Natural-language object grounding data
'''

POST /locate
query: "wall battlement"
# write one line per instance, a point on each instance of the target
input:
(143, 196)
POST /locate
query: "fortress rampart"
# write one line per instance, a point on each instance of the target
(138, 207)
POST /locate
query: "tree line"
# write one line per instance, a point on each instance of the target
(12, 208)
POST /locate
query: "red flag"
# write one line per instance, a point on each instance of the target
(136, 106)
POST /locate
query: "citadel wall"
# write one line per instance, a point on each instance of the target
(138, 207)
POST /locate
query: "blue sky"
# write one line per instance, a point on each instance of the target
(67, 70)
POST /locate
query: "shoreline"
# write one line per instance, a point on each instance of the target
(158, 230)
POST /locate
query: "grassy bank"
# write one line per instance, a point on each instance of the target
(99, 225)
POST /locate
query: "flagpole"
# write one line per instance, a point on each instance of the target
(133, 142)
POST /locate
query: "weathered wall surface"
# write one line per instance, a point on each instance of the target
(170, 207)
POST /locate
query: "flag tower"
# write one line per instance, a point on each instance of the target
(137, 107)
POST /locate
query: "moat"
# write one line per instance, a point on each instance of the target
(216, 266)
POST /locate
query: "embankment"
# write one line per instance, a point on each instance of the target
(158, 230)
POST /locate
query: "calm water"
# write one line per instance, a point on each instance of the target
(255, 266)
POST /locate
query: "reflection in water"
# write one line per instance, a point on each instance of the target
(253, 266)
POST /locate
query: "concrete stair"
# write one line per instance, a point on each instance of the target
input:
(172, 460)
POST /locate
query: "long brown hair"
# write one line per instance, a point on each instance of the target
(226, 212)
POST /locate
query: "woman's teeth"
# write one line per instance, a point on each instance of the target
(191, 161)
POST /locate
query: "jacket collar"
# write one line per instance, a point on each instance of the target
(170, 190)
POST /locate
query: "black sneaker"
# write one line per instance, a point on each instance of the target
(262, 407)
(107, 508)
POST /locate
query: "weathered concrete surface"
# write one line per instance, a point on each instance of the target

'''

Nothing may be left out: return each entry exactly as it reads.

### FINISHED TASK
POST /locate
query: "wall battlement"
# write one line per instance, a point on each instance of the target
input:
(143, 196)
POST /locate
query: "fortress rampart"
# write one line per instance, a point on each instance of the target
(138, 207)
POST /locate
query: "tree line"
# write one line per instance, a point on each instance of the target
(12, 208)
POST /locate
query: "red flag"
# write one line per instance, a point on each instance of the target
(136, 106)
POST /locate
query: "citadel wall"
# write one line per instance, a point on each instance of the target
(138, 207)
POST /locate
query: "blue sky"
# write one line per instance, a point on each instance of the target
(67, 70)
POST /locate
query: "shoreline"
# write one line per instance, a point on each instance of the target
(158, 230)
POST /locate
query: "grassy bank"
# write one line per instance, a point on each instance of the target
(99, 225)
POST /locate
query: "flagpole"
# write one line per instance, a point on each instance of the target
(133, 142)
POST /locate
query: "weathered wall surface"
# write one line per instance, a point on each instance of the target
(170, 207)
POST /locate
query: "flag tower"
# write one line per instance, a point on each instance of the target
(137, 107)
POST /locate
query: "moat"
# write one line per instance, a point on each instance of the target
(216, 266)
POST /locate
query: "embankment"
# write one line per instance, a point on each instance of the target
(158, 230)
POST /locate
query: "calm water"
# write one line per instance, a point on each instance of the target
(255, 266)
POST /locate
query: "reflection in water"
# write one line per instance, a point on each instance of the target
(253, 266)
POST /locate
query: "concrete stair"
# write one line per instance, a point on each instance of the target
input:
(172, 460)
POST /locate
query: "long brown hair"
# write one line per instance, a point on each instance of the target
(226, 212)
POST /locate
query: "woman's teeth"
# write one line per instance, a point on each instance of the target
(191, 161)
POST /locate
query: "jacket collar"
# write one line per instance, a point on each instance of the target
(170, 190)
POST /locate
query: "black sneaker"
# write one line per instance, a point on each instance of the target
(262, 407)
(107, 508)
POST /locate
query: "weathered concrete surface"
# write one line per instance, a point on each instance of the target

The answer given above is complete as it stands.